2010年3月30日火曜日

ブッダ『感興のことば』を学ぶ(10) (20100330)

 NHKスペシャル人体製造の衝撃という番組を観て考えさせられた。ヒトの幹細胞で何でもできるのだ。豚に移植して人間の肝臓を作ることも、女の幹細胞から精子を創ることも、免疫の型が全く同じ兄弟姉妹を創ることも、である。

 イギリスでは議論の末、200811月に‘救世主兄弟’という免疫の型が全く同じ兄弟(姉妹)を厳しい条件付きで創ることを認める法律が作られたという。その条件とは、救世主兄弟が提供するものは血液の病気の治療に限るというものである。アメリカではそのような法律はなく、両親と医師の間の話し合いで決定することが奨励されている。日本では会議はよく開かれるが議論がなされていない状況であるという。これは、アメリカ人の半数はDRD4遺伝子の繰り返し頻度が7回の人であるのに対し、日本人では4回の人が殆どであるということがそのような状況を作り出しているのだろうか?7回の人は新しもの好きな性格で、4回の人は内気であるという。日本人は「和を以って尊しと為す」国民なのだ。

演習データ =
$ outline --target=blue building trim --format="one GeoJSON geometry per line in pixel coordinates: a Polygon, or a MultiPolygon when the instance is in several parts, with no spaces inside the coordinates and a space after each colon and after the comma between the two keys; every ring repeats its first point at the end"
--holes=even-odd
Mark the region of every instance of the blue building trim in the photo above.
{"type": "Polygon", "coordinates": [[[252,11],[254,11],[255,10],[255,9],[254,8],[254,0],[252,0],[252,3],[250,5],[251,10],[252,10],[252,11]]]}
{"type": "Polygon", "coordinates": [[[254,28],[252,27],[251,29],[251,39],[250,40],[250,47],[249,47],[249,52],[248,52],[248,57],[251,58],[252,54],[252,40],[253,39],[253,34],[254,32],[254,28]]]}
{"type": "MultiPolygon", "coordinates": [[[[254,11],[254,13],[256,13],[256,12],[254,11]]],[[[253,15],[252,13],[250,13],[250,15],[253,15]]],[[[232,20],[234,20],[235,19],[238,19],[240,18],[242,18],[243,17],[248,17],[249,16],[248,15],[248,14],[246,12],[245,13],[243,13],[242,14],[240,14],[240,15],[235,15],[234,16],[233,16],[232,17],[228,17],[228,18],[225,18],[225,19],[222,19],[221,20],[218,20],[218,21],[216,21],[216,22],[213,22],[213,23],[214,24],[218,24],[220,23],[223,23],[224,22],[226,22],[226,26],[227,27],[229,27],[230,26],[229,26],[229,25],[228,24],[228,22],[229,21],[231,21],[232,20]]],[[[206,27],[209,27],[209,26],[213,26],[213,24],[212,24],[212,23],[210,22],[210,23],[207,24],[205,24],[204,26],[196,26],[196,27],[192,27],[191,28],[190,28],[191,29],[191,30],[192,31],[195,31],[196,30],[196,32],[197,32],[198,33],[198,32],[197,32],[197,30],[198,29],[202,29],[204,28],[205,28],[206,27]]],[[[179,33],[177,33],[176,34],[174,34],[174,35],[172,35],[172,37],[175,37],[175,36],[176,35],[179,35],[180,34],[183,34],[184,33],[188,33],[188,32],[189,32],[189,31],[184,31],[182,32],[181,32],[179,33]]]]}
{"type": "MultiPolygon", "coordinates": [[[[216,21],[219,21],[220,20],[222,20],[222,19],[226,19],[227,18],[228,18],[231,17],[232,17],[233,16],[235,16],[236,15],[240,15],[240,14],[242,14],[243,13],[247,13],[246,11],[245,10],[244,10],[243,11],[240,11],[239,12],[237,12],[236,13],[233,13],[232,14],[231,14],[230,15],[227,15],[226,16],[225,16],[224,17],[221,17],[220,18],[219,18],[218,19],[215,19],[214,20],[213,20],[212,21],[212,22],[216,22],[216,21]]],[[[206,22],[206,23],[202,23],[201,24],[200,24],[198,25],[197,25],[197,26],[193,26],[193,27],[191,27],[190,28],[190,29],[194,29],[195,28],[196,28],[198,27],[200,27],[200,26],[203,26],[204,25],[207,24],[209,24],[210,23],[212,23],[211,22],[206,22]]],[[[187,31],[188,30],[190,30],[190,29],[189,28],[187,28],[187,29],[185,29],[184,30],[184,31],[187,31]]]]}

作業項目 A =
幹細胞をめぐる抜粋文について、次の問いに答えてください。
(i) 筆者が観て考えさせられたという番組の名前は何ですか。
(ii) イギリスの法律が救世主兄弟を創ることを認める際の条件は何ですか。
(iii) アメリカ人の半数について、DRD4遺伝子の繰り返し頻度は何回とされていますか。
作業項目 B =
幹細胞をめぐる抜粋文を、最後の一文の後から同じ文体で書き継いでください。

解答欄 A =
(i) NHKスペシャル人体製造の衝撃
(ii) 救世主兄弟が提供するものは血液の病気の治療に限ること
(iii) 7回

解答欄 B =
 日本では国際的に厳格な基準で認められている施設で、豚に人間の肝臓を創らせる研究が行われ、種の異なるマウスとラットの間で実験が成功している。つまりマウスにラットの肝臓を創らせることに成功したのである。人体改造で若返りも可能になる。

 救世主兄弟は、受精卵が分裂を始めて8個になったときその中の1個を取り出して免疫の型を調べ、一致したものを母体に入れて免疫の型が全く同じ子供が創られとき、その子供のことをそう呼ぶ。アメリカではケイティという女の子が、救世主兄弟で弟・クリストファーの骨髄で病気を治療し、成功している。受精卵の分裂が8個になったとき、そのうちの1個を取り出しても、残りの7個で分裂が進み、胎児として成長するということである。クリストファーは、父親である夫の精子と母親である妻の卵子を体外受精させ、受精した23個の卵を次々調べ、ケイティと免疫の型が全く同じ受精卵を見つけ出して、妻の子宮内に着床させ、生れた男の子の名前である。極端に言えばクリストファーは人造人間である。

 アメリカではマーク・ヒューズ医師は103の救世主兄弟を創ることに成功しているという。またザボス医師は中東のある国で認められているクローン人間創りを試みているという。救世主兄弟は、兄弟(姉妹)が重い病気になったとき、例えば腎臓の2分の1、肝臓の半分、骨髄、皮膚などを提供する役割を担わされるべく、この世に生を受ける存在である。将来、自分が病気になったときのために、若い時に自分の幹細胞を保存しておけば、自分の寿命を延ばせることも、若返ることも可能になるらしい。その費用は150万円であるという。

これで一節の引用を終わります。